Data listing:
○ ○ ○ ○

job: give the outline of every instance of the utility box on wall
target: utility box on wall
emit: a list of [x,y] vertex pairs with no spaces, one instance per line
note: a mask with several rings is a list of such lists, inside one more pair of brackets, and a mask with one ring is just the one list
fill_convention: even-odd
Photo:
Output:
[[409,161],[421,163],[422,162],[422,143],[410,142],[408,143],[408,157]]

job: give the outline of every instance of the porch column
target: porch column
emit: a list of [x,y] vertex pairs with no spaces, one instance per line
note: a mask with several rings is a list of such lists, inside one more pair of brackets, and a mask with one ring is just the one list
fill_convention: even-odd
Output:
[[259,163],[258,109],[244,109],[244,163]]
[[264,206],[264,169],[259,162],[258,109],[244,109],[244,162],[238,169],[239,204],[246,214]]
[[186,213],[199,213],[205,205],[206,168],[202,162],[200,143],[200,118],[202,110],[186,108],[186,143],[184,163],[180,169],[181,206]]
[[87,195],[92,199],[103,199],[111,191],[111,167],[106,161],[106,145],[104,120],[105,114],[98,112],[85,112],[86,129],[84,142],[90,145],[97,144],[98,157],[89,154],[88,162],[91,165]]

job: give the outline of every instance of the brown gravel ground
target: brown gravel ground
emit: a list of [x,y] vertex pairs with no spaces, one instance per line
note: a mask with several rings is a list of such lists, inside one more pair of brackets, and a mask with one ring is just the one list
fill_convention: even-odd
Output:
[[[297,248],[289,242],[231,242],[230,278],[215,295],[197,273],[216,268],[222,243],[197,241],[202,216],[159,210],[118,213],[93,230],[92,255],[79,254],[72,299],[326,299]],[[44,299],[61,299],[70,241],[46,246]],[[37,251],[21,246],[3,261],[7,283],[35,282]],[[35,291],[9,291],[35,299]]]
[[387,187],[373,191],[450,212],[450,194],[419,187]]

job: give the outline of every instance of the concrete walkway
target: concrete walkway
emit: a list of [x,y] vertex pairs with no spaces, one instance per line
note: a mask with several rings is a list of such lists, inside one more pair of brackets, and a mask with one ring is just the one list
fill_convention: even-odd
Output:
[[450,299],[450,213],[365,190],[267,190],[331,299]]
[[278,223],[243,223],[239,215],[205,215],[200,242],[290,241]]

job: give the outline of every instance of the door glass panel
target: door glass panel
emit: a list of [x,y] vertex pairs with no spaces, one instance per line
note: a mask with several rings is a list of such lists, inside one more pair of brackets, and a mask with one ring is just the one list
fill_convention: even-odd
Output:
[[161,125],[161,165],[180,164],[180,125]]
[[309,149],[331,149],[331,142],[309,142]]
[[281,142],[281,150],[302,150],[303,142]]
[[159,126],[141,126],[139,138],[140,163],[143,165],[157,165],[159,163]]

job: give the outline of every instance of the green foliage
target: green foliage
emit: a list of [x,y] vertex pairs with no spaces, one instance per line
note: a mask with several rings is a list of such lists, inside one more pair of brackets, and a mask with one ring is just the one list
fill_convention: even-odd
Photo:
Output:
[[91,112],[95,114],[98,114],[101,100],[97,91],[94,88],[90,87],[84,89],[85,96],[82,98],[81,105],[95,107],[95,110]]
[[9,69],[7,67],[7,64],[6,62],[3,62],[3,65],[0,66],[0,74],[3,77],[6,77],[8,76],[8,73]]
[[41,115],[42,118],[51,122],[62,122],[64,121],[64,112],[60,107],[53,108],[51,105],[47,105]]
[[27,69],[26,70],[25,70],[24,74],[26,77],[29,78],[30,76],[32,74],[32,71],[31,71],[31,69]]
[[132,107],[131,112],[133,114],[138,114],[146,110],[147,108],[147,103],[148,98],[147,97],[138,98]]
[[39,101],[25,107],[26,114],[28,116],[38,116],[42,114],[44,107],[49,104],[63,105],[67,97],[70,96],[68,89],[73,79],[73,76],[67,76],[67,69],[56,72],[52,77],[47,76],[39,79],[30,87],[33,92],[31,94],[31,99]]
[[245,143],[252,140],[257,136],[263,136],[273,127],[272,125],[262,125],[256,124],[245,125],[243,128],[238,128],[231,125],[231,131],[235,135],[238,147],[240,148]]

○ ○ ○ ○

Change every "vertex pairs" in the data above to "coordinate pairs", and copy all the rest unchanged.

job: give the outline of every instance of the utility box on wall
target: utility box on wall
emit: a list of [x,y] coordinate pairs with no spaces, one instance per line
note: a mask with several rings is a list of such lists, inside one more pair of brackets, and a mask with one ring is just the one list
fill_convention: even-odd
Photo:
Output:
[[409,161],[421,163],[422,162],[422,143],[410,142],[408,143],[408,157]]

job: give the outline of every instance of the porch column
target: porch column
emit: a list of [x,y] coordinate pairs with no spaces, one instance per line
note: a mask with several rings is a list of such lists, inside one more pair of brackets, and a mask with one ring is just the one list
fill_convention: even-odd
Output:
[[259,163],[258,109],[244,109],[244,163]]
[[264,206],[264,169],[259,162],[258,109],[244,109],[244,162],[238,169],[239,204],[246,214]]
[[186,213],[199,213],[205,205],[206,168],[202,162],[200,143],[200,118],[202,110],[186,108],[186,143],[184,163],[180,169],[181,206]]
[[87,195],[92,199],[103,199],[111,191],[111,167],[106,161],[106,145],[104,120],[105,114],[98,112],[85,112],[86,129],[84,142],[90,145],[97,144],[98,157],[89,154],[88,162],[91,165]]

job: give the outline of every instance of the brown gravel ground
target: brown gravel ground
emit: a list of [x,y] coordinate pairs with no spaces, one instance per line
note: a mask with several rings is a list of such lists, inside one more pair of brackets, and a mask with one ring is just the one list
fill_convention: even-odd
Output:
[[[297,248],[289,242],[231,242],[230,278],[215,295],[197,273],[216,268],[222,243],[197,241],[202,216],[159,210],[118,213],[93,230],[92,255],[79,254],[72,299],[326,299]],[[44,299],[61,299],[70,241],[46,246]],[[37,251],[21,246],[3,261],[7,283],[35,282]],[[35,291],[9,291],[35,299]]]
[[387,187],[373,191],[450,212],[450,194],[419,187]]

job: give the outline of every instance of the concrete walkway
target: concrete walkway
emit: a list of [x,y] coordinate pairs with no spaces, one instance per line
note: a mask with several rings is a list of such lists, inside one more pair of brackets, and a mask with one ring is just the one list
fill_convention: even-odd
Output:
[[450,299],[450,213],[365,190],[267,190],[331,299]]
[[278,223],[243,223],[239,215],[205,215],[200,242],[290,241]]

job: give the outline of every instance of the door glass panel
target: door glass panel
emit: a list of [x,y] coordinate pairs with no spaces, one instance per line
note: a mask with several rings is a list of such lists, inside one more pair of brackets, and a mask with one ring is just the one list
fill_convention: even-odd
Output:
[[161,125],[161,165],[180,164],[180,125]]
[[309,149],[331,149],[331,142],[309,142]]
[[281,142],[281,150],[302,150],[303,142]]
[[159,126],[141,126],[139,138],[140,163],[143,165],[157,165],[159,163]]

job: give the outline of every instance of the green foliage
target: green foliage
emit: a list of [x,y] coordinate pairs with no spaces, one instance per line
note: a mask with several rings is a list of such lists, inside one more pair of brackets, and a mask with one ring is just the one list
fill_convention: even-odd
Photo:
Output:
[[91,112],[95,114],[98,114],[101,100],[97,91],[94,88],[90,87],[84,89],[85,96],[82,98],[81,105],[95,107],[95,110]]
[[9,69],[7,67],[7,64],[6,62],[3,62],[3,65],[0,66],[0,74],[3,77],[6,77],[8,76],[8,73]]
[[41,115],[42,118],[51,122],[62,122],[64,121],[64,112],[60,107],[53,108],[51,105],[47,105]]
[[27,69],[26,70],[25,70],[24,74],[26,77],[29,78],[30,76],[32,74],[32,71],[31,71],[31,69]]
[[132,107],[131,112],[133,114],[138,114],[146,110],[147,108],[147,103],[148,98],[147,97],[138,98]]
[[39,101],[25,107],[26,114],[28,116],[38,116],[42,114],[44,107],[49,104],[63,105],[67,97],[70,96],[68,89],[73,79],[73,76],[67,76],[67,69],[56,72],[52,77],[47,76],[39,79],[30,87],[33,92],[31,94],[31,99]]
[[245,143],[252,140],[257,136],[263,136],[273,127],[272,125],[262,125],[256,124],[245,125],[243,128],[238,128],[231,125],[231,131],[235,135],[238,147],[240,148]]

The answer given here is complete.